READING PASSAGE =>
════════════════════
In terms of service delivery, the strategy aims to expand genomic testing for better prediction, prevention, diagnosis and management of disease, including precision medicine approaches to optimise the selection and use of therapeutics, with clear guidance on how tests should operate within clinical pathways and accelerated uptake of ‘affordable, efficient and innovative’ genomic technologies. It also highlights  the need to maintain a clear picture of emerging new technologies and the gaps or needs they could address, but also to generate evidence of utility and undertake robust evaluation of the broad implications of incorporating them into practice.

Powering prevention

Prospects for population health applications of genomics are emphasised in the new strategy, referring to the capacity for genomic medicine to empower individuals and family members to understand disease risk and ‘to access interventions to either prevent the development of conditions, treat the condition, or manage their individual risk to prevent more serious health impacts’. Exploration of the role of community diagnostic centres in partnership with the NHS GMS is cited as one area where preventative opportunities may arise, initially looking at inherited disease testing. Ultimately, of course, there may also be opportunities for more general forms of personalised prevention, such as integrating genomic testing with screening.

Onwards and upwards: data, research and innovation

The links between research and clinical care in genomics are clearly recognised by the strategy, which calls for an ‘interoperable informatic and data infrastructure’ to share genomic and other health data to improve immediate patient care and also ‘drive health improvements for individuals and populations’, ie. inform research. Genomics may well prove to be the leading example for how the traditional boundaries between research and practice need to change to enable innovation.

A planned new NHS Genomics Data and Digital Board will oversee delivery of efficient, interoperable data infrastructure, standards and informatics implementation plan, in partnership with key organisations such as Genomics England. There is also a firm emphasis on developing national and international collaborations and partnerships within the document, and Amanda Pritchard was clear in her speech to the first NHS Genomic Healthcare Summit that this included commercial partnerships, with an eye to generating wealth as well as health for the country.
════════════════════
DATA =>
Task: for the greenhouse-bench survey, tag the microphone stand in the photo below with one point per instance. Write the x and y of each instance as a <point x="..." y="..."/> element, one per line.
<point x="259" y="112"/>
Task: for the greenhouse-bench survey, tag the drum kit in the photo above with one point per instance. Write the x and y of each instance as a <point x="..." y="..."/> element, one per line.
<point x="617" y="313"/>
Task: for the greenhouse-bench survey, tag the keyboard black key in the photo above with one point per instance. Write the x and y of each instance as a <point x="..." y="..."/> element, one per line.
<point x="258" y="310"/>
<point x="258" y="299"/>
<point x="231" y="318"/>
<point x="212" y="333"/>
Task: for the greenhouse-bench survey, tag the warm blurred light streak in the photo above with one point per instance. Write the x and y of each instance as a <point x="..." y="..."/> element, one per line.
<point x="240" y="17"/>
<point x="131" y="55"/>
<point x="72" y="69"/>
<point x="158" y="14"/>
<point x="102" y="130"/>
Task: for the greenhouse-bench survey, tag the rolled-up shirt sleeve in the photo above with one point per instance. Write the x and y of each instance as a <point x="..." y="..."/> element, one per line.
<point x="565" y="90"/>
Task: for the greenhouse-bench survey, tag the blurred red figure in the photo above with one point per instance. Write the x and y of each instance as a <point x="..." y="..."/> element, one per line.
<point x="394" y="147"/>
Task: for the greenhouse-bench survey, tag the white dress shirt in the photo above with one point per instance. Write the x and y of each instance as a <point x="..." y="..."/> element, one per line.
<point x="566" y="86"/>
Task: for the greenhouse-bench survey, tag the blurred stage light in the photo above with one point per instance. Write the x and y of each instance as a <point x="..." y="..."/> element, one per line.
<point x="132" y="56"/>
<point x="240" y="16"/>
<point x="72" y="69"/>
════════════════════
ASSIGNED TASK A =>
Transcribe everything in the genomics strategy text from "Onwards and upwards: data, research" down to "to enable innovation.".
ASSIGNED TASK B =>
Condense the paragraph of the genomics strategy text that begins "A planned new NHS Genomics Data and Digital Board" into a short bulleted list that keeps its main facts.
ASSIGNED TASK C =>
Resume the genomics strategy text after its final sentence and carry it forward.
The entries aren't needed for any of this work.

FINAL ANSWER A =>
Onwards and upwards: data, research and innovation

The links between research and clinical care in genomics are clearly recognised by the strategy, which calls for an ‘interoperable informatic and data infrastructure’ to share genomic and other health data to improve immediate patient care and also ‘drive health improvements for individuals and populations’, ie. inform research. Genomics may well prove to be the leading example for how the traditional boundaries between research and practice need to change to enable innovation.

FINAL ANSWER B =>
- A new NHS Genomics Data and Digital Board is planned. It will oversee delivery of efficient, interoperable data infrastructure, standards and an informatics implementation plan, working with key organizations such as Genomics England.
- The document places a firm emphasis on national and international collaborations and partnerships.
- In her speech to the first NHS Genomic Healthcare Summit, Amanda Pritchard made clear that these include commercial partnerships, meant to generate wealth as well as health for the country.

FINAL ANSWER C =>
As concerns over some forms of commercial exploitation are typically foremost among public hesitation about genomic and health data sharing, co-creation approaches will need to tackle this head on – but transparency about these ambitions is helpful here, as are commitments to ‘enable patients to make informed choices regarding the use of their data for research and innovation’. There are also plans to align with clinical trials and other life sciences research initiatives to underpin the development of novel tests and treatments, and to generate new evidence for adoption and improvements in health and care – presumably including NHS pilots such as the current NHS Galleri Trial.

Promising directions

Accelerating genomic medicine in the NHS strikes a proper balance between long-term ambition and short-term actions needed to progress towards these goals. Overall, the new strategy seems set to enact the PHG Foundation’s historic calls for action to support the effective sharing and use of genomic data; embed genomics in mainstream medical systems and practice; accelerate access to innovations for more personalised treatment and care; and place patients at the centre of developments to build trust and trustworthiness in genomics services. Recent consultation responses and reports have made more detailed recommendations for efforts to make the most of genomics for more precise and personalised individual and population health.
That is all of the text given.